→ Your instructions: Rescale the rows below by rewriting every line, requests included. Multiply each polygon vertex coordinate in the answers by 1.25 and round to the nearest whole number, with halves rounded up. Leave the pictures out of your output.
##### Dataset records #####
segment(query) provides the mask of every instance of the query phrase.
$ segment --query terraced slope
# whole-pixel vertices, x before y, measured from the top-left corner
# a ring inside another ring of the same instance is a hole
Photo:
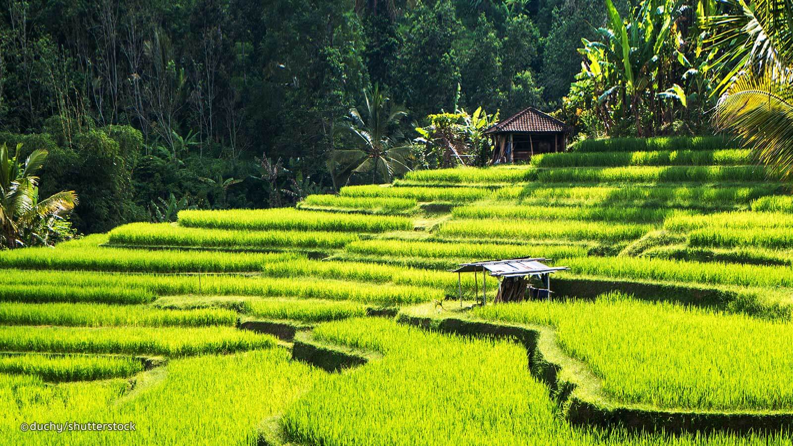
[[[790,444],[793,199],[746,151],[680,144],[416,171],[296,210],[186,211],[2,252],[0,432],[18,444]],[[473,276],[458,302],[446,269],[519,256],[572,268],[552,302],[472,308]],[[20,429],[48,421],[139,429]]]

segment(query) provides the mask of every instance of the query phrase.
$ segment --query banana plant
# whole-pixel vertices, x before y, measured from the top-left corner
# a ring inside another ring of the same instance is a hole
#####
→ Reply to the exercise:
segment(query) provides the mask of every instance of the query phrase.
$ segment --query terraced slope
# whole-pixel vertices, x before y, measured from the top-left corner
# a ring inside another ring of the same instance is a hole
Photo:
[[[988,555],[991,249],[933,189],[850,180],[520,214],[370,263],[233,264],[3,315],[0,540],[23,555]],[[591,345],[573,378],[558,336],[649,320],[715,335],[690,378],[590,385]],[[25,536],[60,526],[174,536]]]

segment(query) provides the mask of every instance of the query phrase.
$ segment --query banana plant
# whole-pixel vertices, x before y, measured from the top-left corner
# a ring inside another ring of the same instance is a hole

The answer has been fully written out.